_Your objective_. Transcribe exactly the lines that fall between the one holding "Could you point to the rear quarter" and the one holding "Target: rear door handle", inclusive, from the entries below.

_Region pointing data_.
=== Section Start ===
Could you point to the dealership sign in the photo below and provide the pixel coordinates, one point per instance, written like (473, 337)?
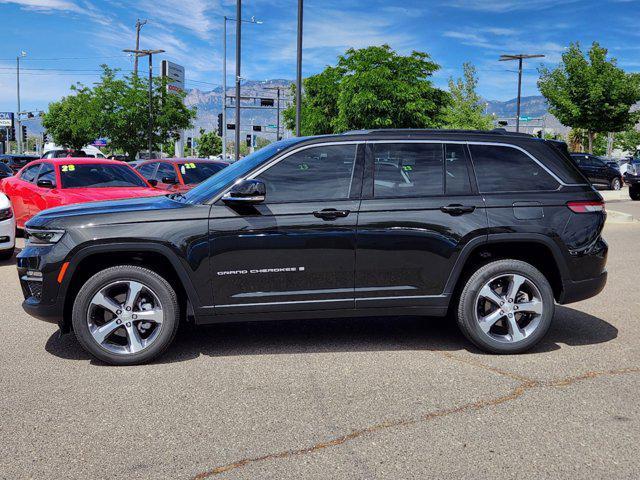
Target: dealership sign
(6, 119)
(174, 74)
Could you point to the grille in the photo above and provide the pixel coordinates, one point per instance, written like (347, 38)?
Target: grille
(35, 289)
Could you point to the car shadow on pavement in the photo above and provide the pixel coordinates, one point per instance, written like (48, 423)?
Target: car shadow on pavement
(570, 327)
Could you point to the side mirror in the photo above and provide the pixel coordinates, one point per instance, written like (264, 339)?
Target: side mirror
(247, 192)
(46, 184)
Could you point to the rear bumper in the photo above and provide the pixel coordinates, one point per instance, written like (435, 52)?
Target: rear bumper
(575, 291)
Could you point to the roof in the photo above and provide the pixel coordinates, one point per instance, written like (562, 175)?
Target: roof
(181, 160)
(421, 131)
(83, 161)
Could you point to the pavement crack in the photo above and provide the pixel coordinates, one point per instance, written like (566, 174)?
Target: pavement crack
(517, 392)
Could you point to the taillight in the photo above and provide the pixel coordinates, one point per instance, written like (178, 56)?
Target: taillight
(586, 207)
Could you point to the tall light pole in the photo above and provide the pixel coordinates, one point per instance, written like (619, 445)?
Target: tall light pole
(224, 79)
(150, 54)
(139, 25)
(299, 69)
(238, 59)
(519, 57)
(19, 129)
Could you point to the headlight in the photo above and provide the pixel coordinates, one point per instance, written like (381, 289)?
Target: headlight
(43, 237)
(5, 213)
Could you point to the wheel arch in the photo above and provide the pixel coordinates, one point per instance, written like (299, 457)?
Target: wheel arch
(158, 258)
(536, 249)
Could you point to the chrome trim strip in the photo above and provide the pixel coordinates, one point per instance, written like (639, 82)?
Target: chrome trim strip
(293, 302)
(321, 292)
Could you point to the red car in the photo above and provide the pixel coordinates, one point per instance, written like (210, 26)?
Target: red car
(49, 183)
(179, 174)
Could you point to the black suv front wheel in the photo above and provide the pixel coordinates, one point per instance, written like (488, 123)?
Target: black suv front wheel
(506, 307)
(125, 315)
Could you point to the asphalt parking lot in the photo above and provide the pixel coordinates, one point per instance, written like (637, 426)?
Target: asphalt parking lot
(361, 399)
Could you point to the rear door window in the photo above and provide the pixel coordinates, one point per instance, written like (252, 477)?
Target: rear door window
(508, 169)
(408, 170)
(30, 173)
=== Section End ===
=== Section Start ===
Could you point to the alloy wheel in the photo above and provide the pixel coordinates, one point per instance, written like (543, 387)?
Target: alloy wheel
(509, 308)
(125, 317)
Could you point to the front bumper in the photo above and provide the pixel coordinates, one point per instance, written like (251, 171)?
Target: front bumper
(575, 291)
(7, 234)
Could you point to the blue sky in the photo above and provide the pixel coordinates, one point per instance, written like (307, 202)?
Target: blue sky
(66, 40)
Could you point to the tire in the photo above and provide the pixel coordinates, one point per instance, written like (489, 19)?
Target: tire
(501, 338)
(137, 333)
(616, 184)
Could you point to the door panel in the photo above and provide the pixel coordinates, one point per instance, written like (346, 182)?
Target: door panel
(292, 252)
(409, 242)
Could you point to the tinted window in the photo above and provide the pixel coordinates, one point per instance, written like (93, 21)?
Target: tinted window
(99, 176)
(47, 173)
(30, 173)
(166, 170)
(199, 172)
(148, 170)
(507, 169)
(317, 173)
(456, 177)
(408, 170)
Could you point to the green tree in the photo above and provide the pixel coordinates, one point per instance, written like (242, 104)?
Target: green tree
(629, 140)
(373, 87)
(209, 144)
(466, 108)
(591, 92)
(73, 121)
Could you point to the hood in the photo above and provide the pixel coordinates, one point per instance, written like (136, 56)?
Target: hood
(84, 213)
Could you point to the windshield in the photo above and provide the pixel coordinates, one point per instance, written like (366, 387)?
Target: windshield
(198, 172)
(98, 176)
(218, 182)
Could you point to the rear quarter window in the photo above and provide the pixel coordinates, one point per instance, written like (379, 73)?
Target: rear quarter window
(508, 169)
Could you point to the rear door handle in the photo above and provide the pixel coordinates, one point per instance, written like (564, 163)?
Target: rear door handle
=== Section End ===
_Output of the task_.
Could you point to the rear quarter window in the photo above and provide the pixel coordinates, one point per instance, written like (379, 73)?
Target: rear quarter window
(508, 169)
Could you point to the rear door handle in the photo above and provide the pixel coordinates, one point per instance, written like (564, 163)?
Target: rear door handle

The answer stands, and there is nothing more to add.